(Passage shown Opens)

English lay writer and politician

Sir Edward Leigh (24 March 1602 – 2 June 1671) was an English lay writer, known particularly for his works on religious topics, and a politician who sat in the House of Commons from 1645 to 1648.

Leigh served as a colonel in the Parliamentary Army during the English Civil War.

==Life==

Born at Shawell, Leicestershire, he was the son and heir of Sir Henry Leigh, Sheriff of Staffordshire, who died in 1630.

Having matriculated at Magdalen Hall, Oxford, on 24 October 1617, he graduated as B.A. in 1620, before proceeding M.A. in 1623. After Oxford, Leigh entered the Middle Temple and became a painstaking student of divinity, law, and history. During the plague of 1625 he spent six months in France, and busied himself in making a collection of French proverbs. He subsequently moved to Banbury, Oxfordshire, to be near William Whately, whose preaching he admired.

Knighted in 1632 being of Staffordshire landed gentry, he was later noted for his anti-Catholicism. At the outbreak of civil war, Leigh upon being appointed colonel in the Parliamentary Army preferred not to be styled Sir. On 30 September 1644 he presented to parliament a petition from Staffordshire Parliamentarians complaining of Cavalier oppression, and made a speech which was printed. In 1645 he was elected Member of Parliament for Stafford in the Long Parliament to replace those MPs who had been declared 'disabled to sit'. His theological attainments procured him a seat at the Westminster Assembly. His signature is affixed to the letter written in the name of the Parliamentary Committee which granted powers to the Visitors of the University of Oxford in 1647. Having in December 1648 voted that the King's concessions were satisfactory, Sir Edward was expelled from the House under Pride's Purge. From then he appears to have avoided public life.

Leigh died at Rushall Hall, Staffordshire, at the age of 69, where he was lord of the manor, being buried in the church of which he was patron.

==Works==

Leigh's writings are mostly compilations, his major works being:

- Critica Sacra, or Philologicall and Theologicall Observations upon all the Greek Words of the New Testament in order alphabeticall, &c., London, 1639; 2nd edit, 1646.
- Critica Sacra. Observations on all the Radices or Primitive Hebrew Words of the Old Testament in order alphabeticall, wherein both they (and many derivatives . . .) are fully opened, London, 1642, with a commendatory epistle by William Gouge.

(Passage shown Closes)
(Extracted entries Opens)

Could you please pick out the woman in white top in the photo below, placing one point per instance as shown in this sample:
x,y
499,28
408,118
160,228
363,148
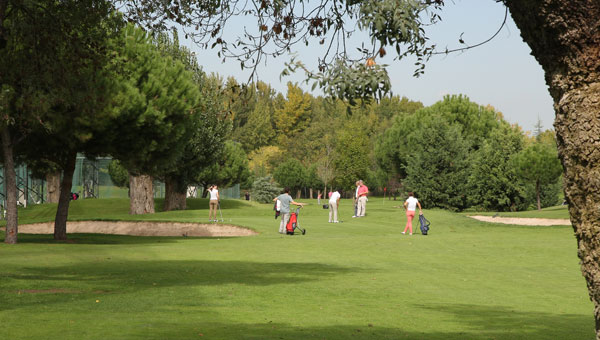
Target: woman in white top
x,y
213,203
411,205
334,201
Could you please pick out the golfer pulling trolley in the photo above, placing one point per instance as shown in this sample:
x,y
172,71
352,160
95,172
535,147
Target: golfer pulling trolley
x,y
285,199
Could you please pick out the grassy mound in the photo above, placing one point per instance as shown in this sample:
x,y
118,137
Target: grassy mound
x,y
357,279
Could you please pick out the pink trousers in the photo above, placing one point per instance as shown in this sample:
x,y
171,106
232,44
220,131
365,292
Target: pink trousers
x,y
409,216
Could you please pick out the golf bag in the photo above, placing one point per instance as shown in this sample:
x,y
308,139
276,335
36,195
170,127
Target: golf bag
x,y
277,208
424,224
292,224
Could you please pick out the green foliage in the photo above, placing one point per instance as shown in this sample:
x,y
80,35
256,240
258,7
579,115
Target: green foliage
x,y
264,189
118,174
312,177
538,164
231,167
254,121
476,121
208,124
293,117
154,108
352,159
493,183
350,81
484,272
291,174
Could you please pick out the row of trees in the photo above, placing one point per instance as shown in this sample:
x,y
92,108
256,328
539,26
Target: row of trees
x,y
110,89
41,41
455,154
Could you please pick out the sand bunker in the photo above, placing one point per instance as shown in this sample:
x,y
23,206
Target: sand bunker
x,y
523,221
141,228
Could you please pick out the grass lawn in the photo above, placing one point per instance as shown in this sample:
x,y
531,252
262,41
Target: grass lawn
x,y
360,279
557,212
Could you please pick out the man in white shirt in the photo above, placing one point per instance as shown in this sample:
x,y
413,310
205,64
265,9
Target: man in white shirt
x,y
334,202
410,205
356,198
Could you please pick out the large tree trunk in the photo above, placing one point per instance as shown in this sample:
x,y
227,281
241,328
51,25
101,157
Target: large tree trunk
x,y
62,212
174,195
10,180
53,184
564,36
141,195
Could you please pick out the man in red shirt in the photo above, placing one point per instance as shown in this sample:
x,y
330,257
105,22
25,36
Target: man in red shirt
x,y
363,191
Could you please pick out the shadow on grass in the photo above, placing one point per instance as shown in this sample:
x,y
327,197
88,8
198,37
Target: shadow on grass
x,y
474,323
117,276
202,203
100,239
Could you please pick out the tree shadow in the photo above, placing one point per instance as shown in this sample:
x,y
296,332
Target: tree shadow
x,y
477,323
202,204
117,275
99,239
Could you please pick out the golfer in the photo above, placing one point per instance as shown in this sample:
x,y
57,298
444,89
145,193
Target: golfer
x,y
285,200
355,199
213,203
334,202
411,206
362,193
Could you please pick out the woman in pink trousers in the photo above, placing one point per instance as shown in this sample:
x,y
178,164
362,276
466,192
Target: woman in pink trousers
x,y
411,205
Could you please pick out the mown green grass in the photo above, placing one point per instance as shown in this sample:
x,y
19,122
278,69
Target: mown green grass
x,y
360,279
557,212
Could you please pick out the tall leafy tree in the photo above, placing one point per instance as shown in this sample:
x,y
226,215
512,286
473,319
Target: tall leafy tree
x,y
52,57
259,130
230,167
439,165
291,174
208,126
493,183
538,164
293,116
352,156
156,104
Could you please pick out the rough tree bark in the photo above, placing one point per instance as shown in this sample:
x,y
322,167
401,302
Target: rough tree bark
x,y
564,36
10,178
62,212
53,184
174,195
141,195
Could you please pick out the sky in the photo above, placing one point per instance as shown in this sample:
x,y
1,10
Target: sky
x,y
501,73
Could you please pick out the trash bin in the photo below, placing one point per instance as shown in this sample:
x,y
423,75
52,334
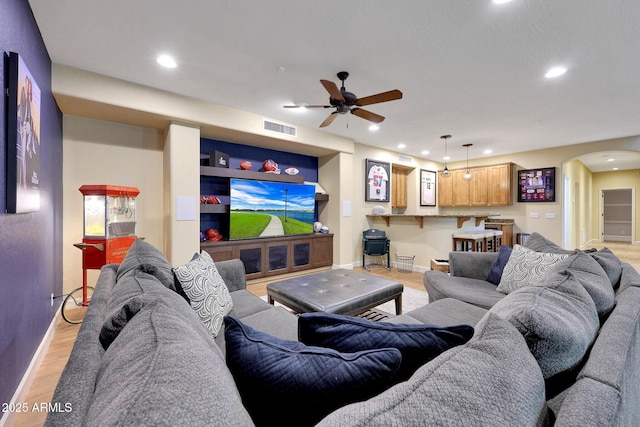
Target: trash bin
x,y
404,263
440,265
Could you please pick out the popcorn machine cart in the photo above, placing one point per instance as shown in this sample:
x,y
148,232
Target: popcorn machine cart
x,y
109,224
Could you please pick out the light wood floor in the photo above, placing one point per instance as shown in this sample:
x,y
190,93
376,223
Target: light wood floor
x,y
57,355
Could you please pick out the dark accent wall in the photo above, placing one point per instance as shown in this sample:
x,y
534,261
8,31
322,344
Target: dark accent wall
x,y
30,244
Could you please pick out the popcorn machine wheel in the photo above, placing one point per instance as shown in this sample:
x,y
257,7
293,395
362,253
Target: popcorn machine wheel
x,y
108,232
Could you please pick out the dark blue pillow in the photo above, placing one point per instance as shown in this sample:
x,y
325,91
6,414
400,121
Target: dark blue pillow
x,y
311,382
495,274
418,344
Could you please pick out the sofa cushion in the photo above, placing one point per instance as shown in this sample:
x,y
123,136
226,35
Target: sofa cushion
x,y
610,263
130,294
417,343
593,278
164,369
206,290
495,274
443,312
312,381
525,267
144,256
478,292
557,318
492,380
539,243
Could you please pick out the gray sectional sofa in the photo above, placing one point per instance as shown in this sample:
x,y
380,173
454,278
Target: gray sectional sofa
x,y
601,388
143,357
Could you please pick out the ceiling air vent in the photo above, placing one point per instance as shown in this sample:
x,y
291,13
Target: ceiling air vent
x,y
404,159
280,128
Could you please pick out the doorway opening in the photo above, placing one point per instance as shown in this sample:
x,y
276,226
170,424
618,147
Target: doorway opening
x,y
617,215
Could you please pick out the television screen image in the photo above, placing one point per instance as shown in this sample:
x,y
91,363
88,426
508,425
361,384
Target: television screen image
x,y
264,208
536,185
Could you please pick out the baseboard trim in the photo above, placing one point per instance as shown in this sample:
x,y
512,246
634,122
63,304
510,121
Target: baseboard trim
x,y
29,376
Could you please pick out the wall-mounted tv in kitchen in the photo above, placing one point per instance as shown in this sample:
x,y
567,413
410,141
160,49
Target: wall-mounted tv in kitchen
x,y
267,208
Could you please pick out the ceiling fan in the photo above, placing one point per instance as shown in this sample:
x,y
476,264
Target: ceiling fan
x,y
346,102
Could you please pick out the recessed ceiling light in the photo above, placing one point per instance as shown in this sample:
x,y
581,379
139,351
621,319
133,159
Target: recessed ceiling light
x,y
555,72
167,61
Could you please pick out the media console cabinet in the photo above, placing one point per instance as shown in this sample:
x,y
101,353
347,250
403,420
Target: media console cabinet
x,y
270,256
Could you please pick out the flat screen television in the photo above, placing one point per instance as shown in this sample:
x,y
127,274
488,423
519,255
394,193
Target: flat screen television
x,y
537,185
267,208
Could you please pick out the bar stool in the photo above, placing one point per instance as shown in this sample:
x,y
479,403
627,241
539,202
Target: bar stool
x,y
489,240
474,240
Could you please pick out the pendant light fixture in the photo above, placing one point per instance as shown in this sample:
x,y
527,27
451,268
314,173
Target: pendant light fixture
x,y
467,176
445,172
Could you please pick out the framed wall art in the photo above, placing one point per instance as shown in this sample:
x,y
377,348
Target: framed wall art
x,y
427,187
377,176
23,138
537,185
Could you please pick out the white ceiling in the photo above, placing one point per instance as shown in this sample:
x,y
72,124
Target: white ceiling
x,y
469,68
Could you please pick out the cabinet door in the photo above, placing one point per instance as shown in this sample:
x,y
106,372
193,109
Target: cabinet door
x,y
478,187
499,185
322,248
253,258
399,188
277,258
460,188
445,190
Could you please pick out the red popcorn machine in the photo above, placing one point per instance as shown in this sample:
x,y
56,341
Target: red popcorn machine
x,y
109,230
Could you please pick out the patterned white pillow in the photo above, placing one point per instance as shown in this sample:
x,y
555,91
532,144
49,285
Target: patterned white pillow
x,y
206,290
525,267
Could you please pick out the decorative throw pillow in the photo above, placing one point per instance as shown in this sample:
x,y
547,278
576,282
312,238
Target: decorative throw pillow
x,y
610,264
557,318
271,372
593,278
417,343
144,256
495,273
206,290
525,267
492,380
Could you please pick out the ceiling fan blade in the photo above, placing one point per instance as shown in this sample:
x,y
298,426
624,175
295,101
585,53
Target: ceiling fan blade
x,y
392,95
367,115
333,90
329,119
307,106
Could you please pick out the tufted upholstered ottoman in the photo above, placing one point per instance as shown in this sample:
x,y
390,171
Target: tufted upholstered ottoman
x,y
337,291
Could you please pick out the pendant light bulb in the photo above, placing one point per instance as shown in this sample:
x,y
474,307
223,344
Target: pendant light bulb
x,y
467,176
445,172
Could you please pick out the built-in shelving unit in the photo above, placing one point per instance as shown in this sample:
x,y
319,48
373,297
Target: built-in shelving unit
x,y
267,256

(Extracted entries Closes)

Aim of the task: Reproduce, word for word, the stretch of the Sir Edward Leigh passage from "Sir Edward Leigh" through "English Civil War.".

Task response:
Sir Edward Leigh (24 March 1602 – 2 June 1671) was an English lay writer, known particularly for his works on religious topics, and a politician who sat in the House of Commons from 1645 to 1648.

Leigh served as a colonel in the Parliamentary Army during the English Civil War.